## READING PASSAGE
What floats your boat, sound wise that it?

A recent thread explores the significance that 'neutrality' (aka accuracy) plays in creating a home audio system. Many folks feel that accuracy cannot, as a practical matter, ever be established because of the divergence created by rooms, speakers, amp's interface or design, pre-amps, and probably as important as speakers/room, the sources used.

I took a shot at the 'accuracy' goal and found it, after many years, frustrating and unrewarding. I veered off that path and started a pursuit of establishing those things that had real meaning for me.

It seems we all talk the same talk but we walk different paths. It might be fun to talk about what things we find important in our systems - what keeps us engaged and coming back for more.

For example I love to hear the lower octaves of a solo piano resonating cleanly and having a physical sense of presence. I like the highs to be equally clean and clear and standing out against a black background. Think about being able to hear brush strokes on cymbals without hearing a peakedness in other high frequencies. And most importantly I want the upper bass thru the mid-range to have the 'warmth' that I would associate with an old fashion symphony hall when sitting in the front/mid section of the main floor. And, to the extent that I can obtain it, I want a system that can recreate the information on the disc which allows me to appreciate the spatial effects put there by the recording engineers. For me a system's 'resolution' is paramount, a distant second to other system characteristics. That is my goal and I measure my success by it.

Anyone care to share their goals?

I like to be able to hear the musicians. I am not really into coloring the sound in any particular direction - too often this muddies the details on a good quality recording (distortion adds frequencies that are not there and unwanted system resonance messes up timbre by prolonging certain frequencies). All coloration or added emphasis tends to detract from a good recording.

For me the midrange is all important as that is most of what you hear, dynamics are also extremely important whilst the bass is crucial in so far as bad bass just wrecks everything.

For example, warm resonant bass (which is pleasant and impressive sounding) detracts from our ability to hear other details in the music. Technically this is called "masking". I am in the camp that prefers good quality bass with less bass extension over bad quality bass with amazing extension.
My goal is to get my toes tapping and my head bobbing. If I also happen to nod off to sleep at some point, then that's an extra bonus.

Pretty simple, really.
I'm alot like Tvad in this regard.

I'll toss out that I want to enjoy listening and not want to stop or lose interest, mainly not be fatigued by listening.

[Rows from a segmentation dataset]
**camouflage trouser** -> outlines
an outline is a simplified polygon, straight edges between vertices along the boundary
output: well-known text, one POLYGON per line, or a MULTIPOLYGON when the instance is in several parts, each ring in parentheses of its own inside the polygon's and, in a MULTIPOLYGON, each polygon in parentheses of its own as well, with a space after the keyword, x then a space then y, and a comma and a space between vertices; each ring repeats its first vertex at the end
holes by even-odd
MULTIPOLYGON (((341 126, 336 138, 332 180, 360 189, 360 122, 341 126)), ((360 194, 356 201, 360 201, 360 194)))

## GOAL 1
Return the section of the forum thread on home audio goals between "For example, warm" and "Pretty simple, really.", inclusive.
## GOAL 2
Please write the next part of the forum thread on home audio goals, picking up after its final sentence.

## TASK RESPONSE 1
For example, warm resonant bass (which is pleasant and impressive sounding) detracts from our ability to hear other details in the music. Technically this is called "masking". I am in the camp that prefers good quality bass with less bass extension over bad quality bass with amazing extension.
My goal is to get my toes tapping and my head bobbing. If I also happen to nod off to sleep at some point, then that's an extra bonus.

Pretty simple, really.

## TASK RESPONSE 2
There are many systems with various strengths and weaknesses that I have heard that all sound different yet all were pleasant to listen to and not fatiguing. Some are not very expensive. Some are.
Musical for sure (toes tapping and my head bobbing as Tvad says)....very good tone ( I like a thrill every time I listen...goose bumps if in the sweet spot.

I must have full range reproduction (or very near it) to enjoy my wide range of musical taste....bookshelf types are fine at my computer though.

I like a large soundstage ...dipole, bipole, and omnipole types mostly.

I could care less about most of the other audiophile distractions....been there and done that.

Oh, and also I should be able to play most anything from old 78s transferred to digital, to 33 1/3 records or decently recorded old cassette tapes, to the latest and greatest digital recordings and be entertained by whatever that recording has to deliver, and not be offended as I outlined above.
I'm with Sogood1 insofar as I like a large, full-range image, therefore I listen at volumes that produce this experience.

Believe it or not, I can nod off to music playing at high decibel levels.
Large full range images do float my boat also!
Musical first choice,accuracy,then the add the extras♫
I want a system that draws me in. I am not one who likes overblown bass but when I hear a kick drum, I want to hear a kick drum if you know what I mean. I want it to sound organic and feel it. I love the sound of an unamplified kick drum.
I find listening to a well done, well reproduced recording to be a real "upper" (meaning very stimulating), and in fact I avoid listening if I want to get to sleep within the following couple of hours. I don't generally listen to my system as background music; I want to be able to concentrate on it just as I would in a concert hall.

Which means first and foremost that the system has to be able to reproduce music, in this case mostly classical music, at realistic concert hall volumes cleanly, including in the bass region. And that means bass peaks in the range of 100 to 105 db, which can easily be reached on well recorded examples of a lot of symphonic music.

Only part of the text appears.